Task 1:
According to the MetaTree summary, to how many unseen datasets did the model show strong generalization?
Task 2:
List every design feature and training technique that the MetaTree summary names for its tabular Transformer.

Learning a Decision Tree Algorithm with Transformers

TL;DR

MetaTree presents a transformer-based approach to directly generate decision trees by meta-learning from both greedy CART and globally optimized GOSDT trees. The model employs a tabular Transformer with alternating row/column self-attention and learnable positional bias, trained via a two-phase curriculum and Gaussian-smoothed supervision to imitate optimal splits while preserving generalization. Empirical results show strong generalization to 91 unseen datasets and the ability to produce deeper trees than seen during training, with lower empirical variance compared to baselines. The work highlights the capacity of deep models to learn algorithmic strategies and adaptively switch between greedy and global planning, offering a path toward differentiable model construction and potential LLM-guided decision processes.

Record extracts:
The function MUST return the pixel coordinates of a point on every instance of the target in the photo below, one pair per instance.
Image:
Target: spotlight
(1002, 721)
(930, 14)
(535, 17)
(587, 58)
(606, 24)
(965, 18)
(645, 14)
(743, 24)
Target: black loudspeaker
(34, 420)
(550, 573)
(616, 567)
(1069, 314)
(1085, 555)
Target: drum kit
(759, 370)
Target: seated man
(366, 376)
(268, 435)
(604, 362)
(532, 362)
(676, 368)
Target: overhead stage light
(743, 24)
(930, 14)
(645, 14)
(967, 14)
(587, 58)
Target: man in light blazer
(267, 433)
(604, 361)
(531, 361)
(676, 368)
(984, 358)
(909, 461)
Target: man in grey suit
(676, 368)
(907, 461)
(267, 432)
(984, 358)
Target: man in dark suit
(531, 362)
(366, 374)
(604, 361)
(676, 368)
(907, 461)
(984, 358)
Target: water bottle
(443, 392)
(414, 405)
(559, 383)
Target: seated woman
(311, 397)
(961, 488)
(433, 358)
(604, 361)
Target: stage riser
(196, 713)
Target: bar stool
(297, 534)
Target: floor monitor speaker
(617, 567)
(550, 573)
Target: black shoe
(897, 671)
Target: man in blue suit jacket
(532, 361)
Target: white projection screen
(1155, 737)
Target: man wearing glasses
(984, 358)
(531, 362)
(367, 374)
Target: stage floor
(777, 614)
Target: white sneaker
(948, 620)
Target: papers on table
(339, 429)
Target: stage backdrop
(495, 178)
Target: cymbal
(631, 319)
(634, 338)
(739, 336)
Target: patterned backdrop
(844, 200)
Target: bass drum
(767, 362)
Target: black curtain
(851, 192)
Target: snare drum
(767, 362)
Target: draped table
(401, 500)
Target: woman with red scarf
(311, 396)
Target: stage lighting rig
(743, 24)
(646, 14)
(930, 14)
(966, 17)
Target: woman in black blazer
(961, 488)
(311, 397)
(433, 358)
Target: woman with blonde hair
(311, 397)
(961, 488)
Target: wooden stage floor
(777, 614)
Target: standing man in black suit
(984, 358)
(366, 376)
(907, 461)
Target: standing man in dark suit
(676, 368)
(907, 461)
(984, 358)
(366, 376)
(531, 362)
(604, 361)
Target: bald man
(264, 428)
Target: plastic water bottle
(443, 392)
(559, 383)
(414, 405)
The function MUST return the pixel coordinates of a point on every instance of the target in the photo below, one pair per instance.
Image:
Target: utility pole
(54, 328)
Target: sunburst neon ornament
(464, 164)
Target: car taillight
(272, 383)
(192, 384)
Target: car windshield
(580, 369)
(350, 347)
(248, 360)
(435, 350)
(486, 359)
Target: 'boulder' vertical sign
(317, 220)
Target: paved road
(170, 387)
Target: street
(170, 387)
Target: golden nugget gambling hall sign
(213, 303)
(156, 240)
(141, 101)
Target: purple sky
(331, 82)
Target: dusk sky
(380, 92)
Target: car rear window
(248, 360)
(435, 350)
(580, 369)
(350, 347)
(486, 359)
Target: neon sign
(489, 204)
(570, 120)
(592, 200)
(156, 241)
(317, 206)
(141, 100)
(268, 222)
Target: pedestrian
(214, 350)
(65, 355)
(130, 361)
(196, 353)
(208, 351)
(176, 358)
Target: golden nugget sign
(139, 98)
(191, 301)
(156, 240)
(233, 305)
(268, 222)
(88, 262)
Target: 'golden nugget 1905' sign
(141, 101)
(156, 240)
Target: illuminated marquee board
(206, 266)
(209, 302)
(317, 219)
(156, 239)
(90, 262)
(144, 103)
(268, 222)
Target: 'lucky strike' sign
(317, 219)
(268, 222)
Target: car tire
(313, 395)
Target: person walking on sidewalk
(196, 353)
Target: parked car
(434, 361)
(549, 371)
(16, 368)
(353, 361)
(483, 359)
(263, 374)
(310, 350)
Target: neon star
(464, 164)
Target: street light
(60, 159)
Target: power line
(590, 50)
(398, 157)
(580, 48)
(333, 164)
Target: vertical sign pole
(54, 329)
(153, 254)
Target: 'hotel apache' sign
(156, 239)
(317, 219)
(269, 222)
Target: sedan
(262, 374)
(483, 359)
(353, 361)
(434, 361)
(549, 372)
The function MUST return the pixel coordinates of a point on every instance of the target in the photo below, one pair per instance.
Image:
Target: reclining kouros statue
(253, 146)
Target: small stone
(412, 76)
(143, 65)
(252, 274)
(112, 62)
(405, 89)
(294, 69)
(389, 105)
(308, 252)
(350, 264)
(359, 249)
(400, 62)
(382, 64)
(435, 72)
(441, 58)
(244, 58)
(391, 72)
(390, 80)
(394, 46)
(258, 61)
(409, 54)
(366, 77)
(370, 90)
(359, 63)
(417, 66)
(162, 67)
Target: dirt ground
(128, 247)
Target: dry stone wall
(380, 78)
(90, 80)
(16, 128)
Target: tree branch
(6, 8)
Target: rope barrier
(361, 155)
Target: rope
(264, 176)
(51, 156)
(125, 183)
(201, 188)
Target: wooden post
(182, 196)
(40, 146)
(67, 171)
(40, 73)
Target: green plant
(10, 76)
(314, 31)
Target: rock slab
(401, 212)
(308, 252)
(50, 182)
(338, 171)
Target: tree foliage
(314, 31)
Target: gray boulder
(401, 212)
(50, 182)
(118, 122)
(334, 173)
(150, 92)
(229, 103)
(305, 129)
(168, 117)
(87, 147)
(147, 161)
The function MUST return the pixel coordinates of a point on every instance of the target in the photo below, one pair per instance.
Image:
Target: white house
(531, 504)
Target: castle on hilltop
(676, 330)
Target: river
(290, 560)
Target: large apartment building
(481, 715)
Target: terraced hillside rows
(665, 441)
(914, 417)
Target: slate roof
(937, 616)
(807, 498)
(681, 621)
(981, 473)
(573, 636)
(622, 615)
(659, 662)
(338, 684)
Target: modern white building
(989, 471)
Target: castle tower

Worked solution 1:
91

Worked solution 2:
- Alternating row/column self-attention
- Learnable positional bias
- A two-phase curriculum
- Gaussian-smoothed supervision